> [WHAT NEEDS TO BE DONE]:
The reply should contain every entry exactly as given, with no pictures in it.

● ● ● ● ● ● ●

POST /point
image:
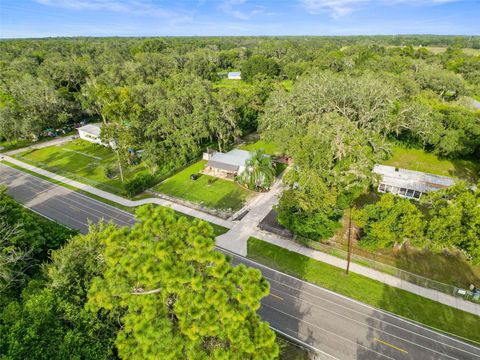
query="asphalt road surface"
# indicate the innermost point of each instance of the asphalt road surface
(335, 326)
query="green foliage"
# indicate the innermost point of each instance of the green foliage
(259, 65)
(207, 190)
(454, 219)
(392, 221)
(25, 241)
(139, 183)
(181, 298)
(50, 320)
(259, 171)
(366, 290)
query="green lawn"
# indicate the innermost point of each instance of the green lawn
(269, 147)
(81, 161)
(419, 160)
(208, 191)
(20, 143)
(217, 229)
(369, 291)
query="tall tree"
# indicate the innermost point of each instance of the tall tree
(182, 299)
(259, 171)
(391, 222)
(454, 219)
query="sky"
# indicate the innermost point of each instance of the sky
(50, 18)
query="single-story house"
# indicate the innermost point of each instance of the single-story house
(234, 75)
(226, 165)
(91, 133)
(408, 183)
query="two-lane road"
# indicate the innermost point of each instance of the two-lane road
(336, 326)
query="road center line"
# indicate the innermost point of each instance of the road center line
(276, 296)
(390, 345)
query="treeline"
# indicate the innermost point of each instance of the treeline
(450, 220)
(156, 291)
(335, 104)
(343, 114)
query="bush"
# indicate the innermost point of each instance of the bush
(315, 226)
(139, 183)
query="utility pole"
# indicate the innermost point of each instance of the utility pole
(349, 257)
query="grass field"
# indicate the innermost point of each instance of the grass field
(369, 291)
(20, 143)
(217, 229)
(419, 160)
(269, 147)
(208, 191)
(82, 161)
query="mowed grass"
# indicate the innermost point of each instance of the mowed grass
(208, 191)
(217, 229)
(420, 160)
(372, 292)
(269, 147)
(81, 161)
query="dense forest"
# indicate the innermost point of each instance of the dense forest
(334, 105)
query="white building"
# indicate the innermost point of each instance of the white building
(408, 183)
(226, 165)
(91, 133)
(234, 75)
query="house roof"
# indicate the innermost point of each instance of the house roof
(230, 161)
(410, 179)
(92, 129)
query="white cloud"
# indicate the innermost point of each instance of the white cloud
(133, 7)
(339, 8)
(239, 9)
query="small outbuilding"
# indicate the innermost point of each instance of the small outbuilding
(234, 75)
(408, 183)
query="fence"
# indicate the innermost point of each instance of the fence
(389, 269)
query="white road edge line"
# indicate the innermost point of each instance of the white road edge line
(310, 347)
(422, 326)
(366, 315)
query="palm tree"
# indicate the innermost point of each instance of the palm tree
(259, 171)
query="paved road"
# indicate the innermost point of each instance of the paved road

● ● ● ● ● ● ●

> [ANSWER TO THIS TASK]:
POST /point
image:
query="asphalt road surface"
# indicate the innermost point of each instance of the asphalt road surface
(335, 326)
query="green foliage"
# indicate the innermost point of each instance of the green foliage
(259, 65)
(207, 190)
(454, 219)
(392, 221)
(25, 241)
(139, 183)
(181, 298)
(50, 320)
(259, 171)
(366, 290)
query="green lawn"
# indicate the innermost point of each instance of the green lawn
(269, 147)
(81, 161)
(419, 160)
(208, 191)
(20, 143)
(217, 229)
(369, 291)
query="tall tree"
# indicate the innermost point of each instance of the tall tree
(182, 299)
(259, 171)
(391, 222)
(454, 219)
query="sky"
# indicate the innermost point of each instance of the sky
(50, 18)
query="single-story house"
# indicate the innermost point of each instance of the single-story house
(234, 75)
(226, 165)
(91, 133)
(408, 183)
query="two-lane road"
# indicate the innermost point of each instance of the two-lane road
(336, 326)
query="road center line"
# indicate the innermost point of each instance of the road center line
(276, 296)
(390, 345)
query="treeline"
# indicate the innermost point of each instance of the treeline
(450, 220)
(156, 291)
(335, 104)
(343, 114)
query="bush"
# indicate the innermost point of each instance of the bush
(315, 226)
(139, 183)
query="utility pole"
# indicate the innermost point of each instance of the utility pole
(349, 257)
query="grass field"
# indicate the innermost point of each instance of the grass field
(369, 291)
(20, 143)
(217, 229)
(419, 160)
(269, 147)
(208, 191)
(82, 161)
query="mowed grass"
# indicate the innermost point of each instance of the mowed grass
(208, 191)
(217, 229)
(420, 160)
(372, 292)
(269, 147)
(81, 161)
query="dense forest"
# indicate the innermost point of each instance of the dense forest
(334, 105)
query="white building"
# indicate the innermost point of each instance of the white building
(408, 183)
(226, 165)
(91, 133)
(234, 75)
query="house roof"
# indicate the innermost point of each instance of the house roof
(230, 161)
(410, 179)
(92, 129)
query="white cloud"
# indicate the innermost point of each instance of the white cloud
(133, 7)
(339, 8)
(239, 9)
query="small outbuilding"
# indicate the innermost point of each instance of the small outbuilding
(234, 75)
(408, 183)
query="fence"
# indicate the innermost point of each instance of the fence
(389, 269)
query="white road edge line"
# indicate the innermost point of each instance of the white road edge line
(310, 347)
(422, 326)
(366, 315)
query="palm tree"
# indicate the innermost point of each instance of the palm tree
(259, 171)
query="paved road"
# indicate the innermost point of each instance of the paved road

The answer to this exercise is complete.